- **Consignes à suivre**:
Répondez à ces questions à partir de l'extrait à lire ci-dessous :
(a) Jusqu'à quelle date le spectacle est-il joué au Théâtre de l'Atelier ?
(b) En quelle année le livre La chair est triste hélas a-t-il été publié ?
(c) À quoi une femme chez le gynéco est-elle comparée ?

Entête

LA CHAIR EST TRISTE HÉLAS

 

Théâtre de l’Atelier
1 place Charles Dullin
75018 Paris
01 46 06 49 24

Jusqu’au 25 octobre 2025
Du mardi au samedi à 21h
Les dimanches 21 septembre et 5 octobre à 17h

Relâches les 26, 27 et 28 septembre et le 14 octobre

 

loupePhoto © Christophe Raynaud de Lage

 

La grève du sexe. Depuis six ans. C’est ce qu’avait expliqué Ovidie dans son livre La chair est triste hélas, publié en 2023, porté maintenant sur scène par Anna Mouglalis.

L’élément déclencheur de cette décision a été pour Ovidie une sensation de dégoût. Une sensation personnelle qu’elle a ensuite théorisée, afin de proposer une réflexion sur ce qu’est et ce qu’induit le sexe pour une femme hétérosexuelle, ainsi que sur toutes les implications que le sexe a sur la vie en général.

Tout est perte de temps ou douleur, ou les deux à la fois. Se faire épiler le maillot, attraper une mycose ou une cystite, se rajouter des seins, se faire enlever des rides, sans parler des relations sexuelles elles-mêmes, qui lorsqu’elles ne sont pas forcées ou douloureuses sont simplement ennuyeuses. Le sexe structure les relations hétérosexuelles où rien n’est gratuit : toute attention d’un homme à une femme (un cadeau, une addition payée, un massage) exige alors une contrepartie. Sexuelle, évidemment.

Si Ovidie excelle dans l’art de la comparaison, Anna Mouglalis excelle dans l’art de les restituer, avec toujours beaucoup d’ironie, un ton et une gestuelle qui parviennent à faire sourire et même rire, tout en invitant à la révolte. Une femme chez le gynéco est une “bagnole chez le garagiste”. Une femme ménopausée, un yaourt périmé que certains jettent à la poubelle tandis que quelques courageux oseront le manger. Et l’homme ? Un impérialiste qui prend les corps pour des terres à coloniser – évidemment, chaque fois plus jeunes, des terra incognita – pour ensuite tout brûler derrière.

Le spectateur suit donc le fil de l’argumentation, qu’Anna Mouglalis interprète, vit et partage avec une grande force de conviction. En tant que mannequin et actrice, elle n’est sans doute pas étrangère à ce que dénonce Ovidie – qui a été au début des années 2000, actrice et réalisatrice de films pornographiques. L’écriture d’Ovidie relevait de l’intime, presque d’un journal théorisé, adressé à un lectorat qui lisait en silence. Sur scène, par la voix et le corps d’Anna Mouglalis, ce récit devient une expérience collective. Le « je » devient un « nous » qui interpelle chaque spectateur.

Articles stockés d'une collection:

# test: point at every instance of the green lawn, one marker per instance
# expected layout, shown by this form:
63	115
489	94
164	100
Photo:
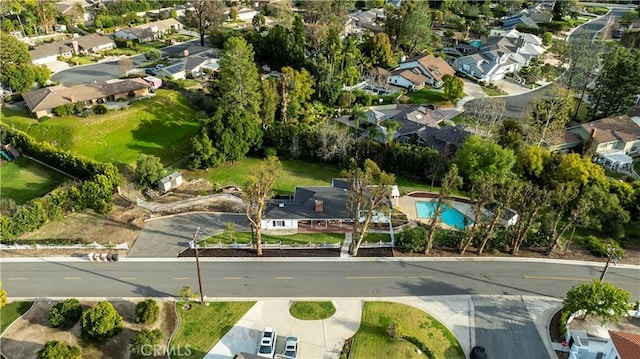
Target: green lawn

* * *

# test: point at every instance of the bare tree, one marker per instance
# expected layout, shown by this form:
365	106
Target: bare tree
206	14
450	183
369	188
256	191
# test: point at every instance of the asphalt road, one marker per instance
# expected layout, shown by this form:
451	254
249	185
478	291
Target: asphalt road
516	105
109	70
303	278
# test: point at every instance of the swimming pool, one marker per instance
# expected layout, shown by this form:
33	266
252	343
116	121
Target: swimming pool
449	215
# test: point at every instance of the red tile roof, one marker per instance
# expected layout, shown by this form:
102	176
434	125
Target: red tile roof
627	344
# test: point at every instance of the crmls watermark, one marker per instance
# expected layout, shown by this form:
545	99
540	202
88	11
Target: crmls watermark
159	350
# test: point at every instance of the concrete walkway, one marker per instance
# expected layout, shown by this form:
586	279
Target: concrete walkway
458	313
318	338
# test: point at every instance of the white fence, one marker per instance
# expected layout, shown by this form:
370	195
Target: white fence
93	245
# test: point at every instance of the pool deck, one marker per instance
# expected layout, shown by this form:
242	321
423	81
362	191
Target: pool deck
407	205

- **Réponse obtenue**:
(a) Jusqu'au 25 octobre 2025.
(b) En 2023.
(c) À une « bagnole chez le garagiste ».